→ **YOUR INSTRUCTIONS**:
Show every line of the entries below that contains the string "balcony", matching case exactly.

→ **EXERCISE INPUTS**:
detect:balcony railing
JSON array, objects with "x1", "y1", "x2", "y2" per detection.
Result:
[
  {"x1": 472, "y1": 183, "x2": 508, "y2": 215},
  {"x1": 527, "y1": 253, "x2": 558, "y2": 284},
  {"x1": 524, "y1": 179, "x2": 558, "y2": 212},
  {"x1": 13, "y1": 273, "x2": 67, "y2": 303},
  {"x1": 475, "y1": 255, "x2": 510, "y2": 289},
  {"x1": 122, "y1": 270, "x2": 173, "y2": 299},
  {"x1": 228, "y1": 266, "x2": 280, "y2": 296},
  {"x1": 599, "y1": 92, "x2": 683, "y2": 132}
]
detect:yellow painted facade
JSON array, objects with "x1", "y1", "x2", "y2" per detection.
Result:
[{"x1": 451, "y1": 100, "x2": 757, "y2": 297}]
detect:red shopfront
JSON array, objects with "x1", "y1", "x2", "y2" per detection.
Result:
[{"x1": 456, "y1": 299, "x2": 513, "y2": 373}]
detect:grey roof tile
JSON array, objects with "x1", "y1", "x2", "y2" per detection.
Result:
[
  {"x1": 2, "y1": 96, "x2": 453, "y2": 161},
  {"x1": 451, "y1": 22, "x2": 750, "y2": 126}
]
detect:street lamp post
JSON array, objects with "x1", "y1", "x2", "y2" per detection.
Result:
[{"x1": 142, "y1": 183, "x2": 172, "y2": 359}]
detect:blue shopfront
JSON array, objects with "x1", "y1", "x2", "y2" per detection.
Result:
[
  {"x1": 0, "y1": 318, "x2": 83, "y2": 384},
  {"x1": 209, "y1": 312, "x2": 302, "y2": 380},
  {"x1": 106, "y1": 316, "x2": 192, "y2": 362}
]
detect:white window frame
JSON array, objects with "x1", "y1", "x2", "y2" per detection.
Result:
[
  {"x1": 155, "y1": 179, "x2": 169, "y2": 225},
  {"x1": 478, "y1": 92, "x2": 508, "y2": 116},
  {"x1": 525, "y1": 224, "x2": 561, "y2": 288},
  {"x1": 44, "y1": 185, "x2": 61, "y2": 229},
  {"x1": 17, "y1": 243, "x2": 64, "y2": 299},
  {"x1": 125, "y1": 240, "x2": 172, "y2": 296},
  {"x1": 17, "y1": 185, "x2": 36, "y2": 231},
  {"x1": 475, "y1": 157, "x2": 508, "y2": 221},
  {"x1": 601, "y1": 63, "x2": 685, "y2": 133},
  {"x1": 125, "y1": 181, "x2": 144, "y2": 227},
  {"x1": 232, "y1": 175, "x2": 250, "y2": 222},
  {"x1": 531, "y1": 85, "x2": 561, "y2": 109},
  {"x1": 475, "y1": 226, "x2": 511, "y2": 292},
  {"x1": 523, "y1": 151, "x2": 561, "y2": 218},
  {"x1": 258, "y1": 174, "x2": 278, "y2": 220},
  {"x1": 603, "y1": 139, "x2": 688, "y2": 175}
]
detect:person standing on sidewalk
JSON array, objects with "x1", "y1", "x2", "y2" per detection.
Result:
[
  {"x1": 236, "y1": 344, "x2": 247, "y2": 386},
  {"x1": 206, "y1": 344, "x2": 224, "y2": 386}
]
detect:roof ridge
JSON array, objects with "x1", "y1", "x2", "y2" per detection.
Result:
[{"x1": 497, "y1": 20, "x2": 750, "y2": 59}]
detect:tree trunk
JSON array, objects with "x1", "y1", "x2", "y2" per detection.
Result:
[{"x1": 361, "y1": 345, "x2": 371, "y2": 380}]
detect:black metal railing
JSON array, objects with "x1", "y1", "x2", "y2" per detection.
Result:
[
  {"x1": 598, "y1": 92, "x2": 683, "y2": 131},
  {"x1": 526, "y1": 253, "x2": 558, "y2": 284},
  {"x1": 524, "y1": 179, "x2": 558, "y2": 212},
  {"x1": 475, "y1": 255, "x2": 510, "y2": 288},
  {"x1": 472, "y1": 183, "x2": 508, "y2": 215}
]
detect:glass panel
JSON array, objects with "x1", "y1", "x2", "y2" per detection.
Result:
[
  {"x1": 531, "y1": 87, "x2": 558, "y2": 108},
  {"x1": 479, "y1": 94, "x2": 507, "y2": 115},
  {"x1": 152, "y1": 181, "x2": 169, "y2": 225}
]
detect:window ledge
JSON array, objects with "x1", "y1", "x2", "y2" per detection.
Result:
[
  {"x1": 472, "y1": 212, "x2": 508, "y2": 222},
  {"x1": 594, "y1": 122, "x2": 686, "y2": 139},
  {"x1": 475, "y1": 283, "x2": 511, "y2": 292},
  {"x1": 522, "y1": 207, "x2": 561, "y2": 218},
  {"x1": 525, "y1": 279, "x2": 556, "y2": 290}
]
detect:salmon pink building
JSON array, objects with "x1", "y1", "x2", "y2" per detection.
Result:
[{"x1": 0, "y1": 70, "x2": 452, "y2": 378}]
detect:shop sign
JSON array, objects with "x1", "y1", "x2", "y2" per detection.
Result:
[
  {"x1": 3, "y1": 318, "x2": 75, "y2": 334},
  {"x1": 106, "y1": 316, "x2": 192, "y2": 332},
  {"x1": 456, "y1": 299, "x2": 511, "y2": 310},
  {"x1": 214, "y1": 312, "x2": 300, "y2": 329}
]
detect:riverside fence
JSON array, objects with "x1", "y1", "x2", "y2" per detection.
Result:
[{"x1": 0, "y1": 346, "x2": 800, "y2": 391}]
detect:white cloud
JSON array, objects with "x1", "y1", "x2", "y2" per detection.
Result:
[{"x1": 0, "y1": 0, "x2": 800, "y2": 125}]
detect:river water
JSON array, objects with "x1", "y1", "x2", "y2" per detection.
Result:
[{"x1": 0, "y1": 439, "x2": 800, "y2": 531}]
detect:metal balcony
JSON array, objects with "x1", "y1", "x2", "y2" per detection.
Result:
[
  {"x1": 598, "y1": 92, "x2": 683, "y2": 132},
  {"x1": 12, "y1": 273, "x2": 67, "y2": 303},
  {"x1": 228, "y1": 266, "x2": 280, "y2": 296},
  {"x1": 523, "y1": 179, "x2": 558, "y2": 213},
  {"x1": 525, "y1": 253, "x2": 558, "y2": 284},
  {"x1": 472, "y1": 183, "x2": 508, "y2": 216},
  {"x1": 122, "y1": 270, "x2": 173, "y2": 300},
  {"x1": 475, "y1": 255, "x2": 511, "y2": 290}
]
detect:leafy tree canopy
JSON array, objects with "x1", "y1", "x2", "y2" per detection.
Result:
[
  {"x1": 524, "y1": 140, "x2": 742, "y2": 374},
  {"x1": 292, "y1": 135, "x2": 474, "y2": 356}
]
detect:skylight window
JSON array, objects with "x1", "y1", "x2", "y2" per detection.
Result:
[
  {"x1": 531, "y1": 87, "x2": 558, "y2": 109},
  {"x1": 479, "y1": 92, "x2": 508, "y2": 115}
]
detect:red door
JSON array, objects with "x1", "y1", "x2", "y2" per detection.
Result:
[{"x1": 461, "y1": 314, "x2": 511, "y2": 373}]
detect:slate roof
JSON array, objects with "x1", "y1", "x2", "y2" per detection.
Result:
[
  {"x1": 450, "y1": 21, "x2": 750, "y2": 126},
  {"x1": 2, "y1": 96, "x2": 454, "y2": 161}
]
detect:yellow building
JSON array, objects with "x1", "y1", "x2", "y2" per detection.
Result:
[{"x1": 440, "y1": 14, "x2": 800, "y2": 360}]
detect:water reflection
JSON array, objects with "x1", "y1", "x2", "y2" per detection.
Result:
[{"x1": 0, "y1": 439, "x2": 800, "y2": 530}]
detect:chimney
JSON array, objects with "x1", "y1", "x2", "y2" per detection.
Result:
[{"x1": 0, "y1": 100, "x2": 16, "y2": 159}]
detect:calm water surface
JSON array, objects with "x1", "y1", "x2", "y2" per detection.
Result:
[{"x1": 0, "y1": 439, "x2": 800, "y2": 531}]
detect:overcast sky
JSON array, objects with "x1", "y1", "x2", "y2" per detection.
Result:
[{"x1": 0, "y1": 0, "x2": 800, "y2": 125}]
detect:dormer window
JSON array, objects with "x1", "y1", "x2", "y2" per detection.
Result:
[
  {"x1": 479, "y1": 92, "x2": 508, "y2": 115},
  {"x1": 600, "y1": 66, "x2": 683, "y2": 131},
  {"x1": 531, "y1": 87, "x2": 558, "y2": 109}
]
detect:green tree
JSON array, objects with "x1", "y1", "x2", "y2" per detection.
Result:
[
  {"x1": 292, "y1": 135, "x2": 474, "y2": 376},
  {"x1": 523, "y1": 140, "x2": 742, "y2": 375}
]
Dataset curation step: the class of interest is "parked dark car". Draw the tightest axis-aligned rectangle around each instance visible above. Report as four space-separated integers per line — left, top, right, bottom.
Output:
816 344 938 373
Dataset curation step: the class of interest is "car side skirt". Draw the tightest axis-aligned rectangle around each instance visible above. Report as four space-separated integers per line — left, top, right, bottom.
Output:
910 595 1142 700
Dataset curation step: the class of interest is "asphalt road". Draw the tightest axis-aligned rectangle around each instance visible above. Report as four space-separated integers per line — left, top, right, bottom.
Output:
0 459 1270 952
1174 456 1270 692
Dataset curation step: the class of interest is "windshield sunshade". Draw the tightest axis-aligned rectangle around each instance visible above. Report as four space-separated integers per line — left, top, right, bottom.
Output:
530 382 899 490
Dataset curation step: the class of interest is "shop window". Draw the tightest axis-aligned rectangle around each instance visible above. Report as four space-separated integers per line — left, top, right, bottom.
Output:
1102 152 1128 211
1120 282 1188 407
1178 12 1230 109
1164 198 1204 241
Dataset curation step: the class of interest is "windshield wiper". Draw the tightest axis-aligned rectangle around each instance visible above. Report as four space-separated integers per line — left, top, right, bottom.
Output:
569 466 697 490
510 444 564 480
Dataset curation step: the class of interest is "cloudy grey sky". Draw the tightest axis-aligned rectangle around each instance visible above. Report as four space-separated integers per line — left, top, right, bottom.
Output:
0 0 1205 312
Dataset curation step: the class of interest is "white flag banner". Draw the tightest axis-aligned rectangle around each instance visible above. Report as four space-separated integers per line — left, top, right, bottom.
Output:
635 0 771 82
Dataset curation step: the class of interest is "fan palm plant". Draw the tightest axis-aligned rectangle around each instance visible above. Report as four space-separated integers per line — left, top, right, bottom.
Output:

→ **COMPLETE ANSWER**:
detect:balcony railing
detect:metal balcony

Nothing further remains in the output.